SUPPLIED DATA below:

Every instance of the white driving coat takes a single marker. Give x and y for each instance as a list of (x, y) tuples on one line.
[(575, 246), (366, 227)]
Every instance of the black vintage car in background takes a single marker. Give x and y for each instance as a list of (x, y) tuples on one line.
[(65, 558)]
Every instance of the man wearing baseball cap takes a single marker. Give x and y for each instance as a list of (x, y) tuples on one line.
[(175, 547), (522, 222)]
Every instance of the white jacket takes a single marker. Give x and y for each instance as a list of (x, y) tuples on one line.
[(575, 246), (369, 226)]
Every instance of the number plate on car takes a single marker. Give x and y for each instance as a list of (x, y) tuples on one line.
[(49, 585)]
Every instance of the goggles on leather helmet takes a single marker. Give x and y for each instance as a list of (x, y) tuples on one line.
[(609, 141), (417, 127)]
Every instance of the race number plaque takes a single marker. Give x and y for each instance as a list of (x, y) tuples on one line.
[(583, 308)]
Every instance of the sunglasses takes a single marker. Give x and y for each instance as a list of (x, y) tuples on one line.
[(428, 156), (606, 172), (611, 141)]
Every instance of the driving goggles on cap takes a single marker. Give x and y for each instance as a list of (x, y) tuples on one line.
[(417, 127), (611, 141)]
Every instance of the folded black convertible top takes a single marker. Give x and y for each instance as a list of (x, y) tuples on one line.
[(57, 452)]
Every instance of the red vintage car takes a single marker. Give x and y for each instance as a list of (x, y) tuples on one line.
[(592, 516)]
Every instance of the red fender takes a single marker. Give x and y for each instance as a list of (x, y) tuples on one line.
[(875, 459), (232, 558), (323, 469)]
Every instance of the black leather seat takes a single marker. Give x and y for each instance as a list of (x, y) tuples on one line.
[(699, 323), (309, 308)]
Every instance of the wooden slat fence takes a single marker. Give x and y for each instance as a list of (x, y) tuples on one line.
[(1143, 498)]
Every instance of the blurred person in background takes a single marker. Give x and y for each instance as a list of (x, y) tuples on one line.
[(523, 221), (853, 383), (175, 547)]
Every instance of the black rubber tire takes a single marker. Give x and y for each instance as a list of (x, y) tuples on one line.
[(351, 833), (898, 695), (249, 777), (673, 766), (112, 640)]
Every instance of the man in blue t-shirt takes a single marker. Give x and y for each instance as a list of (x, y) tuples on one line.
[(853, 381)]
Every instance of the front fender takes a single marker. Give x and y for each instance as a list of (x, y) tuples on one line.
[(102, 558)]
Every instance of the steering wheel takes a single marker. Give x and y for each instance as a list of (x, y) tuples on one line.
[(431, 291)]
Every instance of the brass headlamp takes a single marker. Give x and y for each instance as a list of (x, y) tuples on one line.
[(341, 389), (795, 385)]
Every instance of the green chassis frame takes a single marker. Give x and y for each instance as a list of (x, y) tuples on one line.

End of SUPPLIED DATA.

▶ **WHAT TO PRODUCE**: Give back every entry, unchanged in any way.

▶ **FINISHED EXERCISE**:
Every instance of the white driving coat takes a single marker. Give x and y for each instance as a list of (x, y) tuples on one line.
[(575, 246), (366, 227)]
Every instance of the black vintage car in background takes a single marker. Give x and y for each instance as a list of (x, y) tuples on one line.
[(65, 558)]
Every instance of the man wearing baseball cap takes a single marker. Give x and y for each instance as a list of (x, y) tuples on one line.
[(175, 547), (522, 222)]
Every instance of the white jacket takes a single marker. Give x and y for each instance as a list of (x, y) tuples on one line.
[(575, 246), (369, 226)]
Every instance of the number plate on car takes a single marker. Give x and y for each instance as a list of (x, y) tuples on one line.
[(49, 585)]
Every instance of the goggles on leather helmet takes a single marker. Give x and y for each instance as a list of (x, y) tuples on one line.
[(609, 141), (417, 127)]
Every instance of the race number plaque takes a single marker. Give x and y for each instance as a list of (x, y) tuples on one line.
[(583, 308)]
Every instance of the sunglasses takes a single marker. Give x and y for each instance as a list of (x, y) tuples on one line.
[(428, 156), (606, 172), (611, 141)]
Every instance of the driving goggles on cap takes a single marker. Give x and y for each instance as a list of (x, y) tuples on one line.
[(417, 127), (611, 141)]
Every instance of the folded black convertible top takes a single marker. Give x and y for each instance as a list of (x, y) tuples on one line.
[(57, 452)]
Every instance of the red vintage car takes a single marker. Give x and y for each instance as a list of (x, y) tuples on one line.
[(592, 516)]
Every instance of the red fender takes a single marker. Give x and y for each instance as a list of (x, y) tuples on one line.
[(875, 459), (232, 558), (323, 469)]
Every instance of the black leather seat takes a single marker. Give x and y for each instance as a list of (x, y) tuples on one line.
[(699, 323), (309, 308)]
Every instance of the wooden slat fence takes a single marker. Give x and y for each instance as a list of (x, y) tuples on one line.
[(1143, 498)]
Every instance of the blurred person in background takes a single marker. Give x and y for each instance as a list of (x, y) tuples on one line.
[(523, 221), (853, 383), (175, 547)]
Every instance of the black rubber tire takes a single marker. Give x and y for each instance as a list of (x, y) tuples on one line.
[(351, 833), (898, 695), (249, 777), (673, 766), (112, 640)]
Every instance of the man in blue t-shirt takes a single marker. Give x and y for each instance as a list of (x, y) tuples on one line.
[(853, 381)]
Every instance of the front fender takes a single marker. Give x and y for each instance as a list of (x, y) tuples on one line.
[(102, 558)]
Every instance of the steering wheel takes a single marker. Give x and y for each instance as a list of (x, y) tuples on one line.
[(431, 291)]
Every instance of the brass headlamp takes a single marker. Give x and y for each instance as a list of (x, y) tuples on one line.
[(341, 389), (795, 385)]
Every instance of the green chassis frame takes a single marker. Give x and y for each instance as a list of (x, y) tuples on one line.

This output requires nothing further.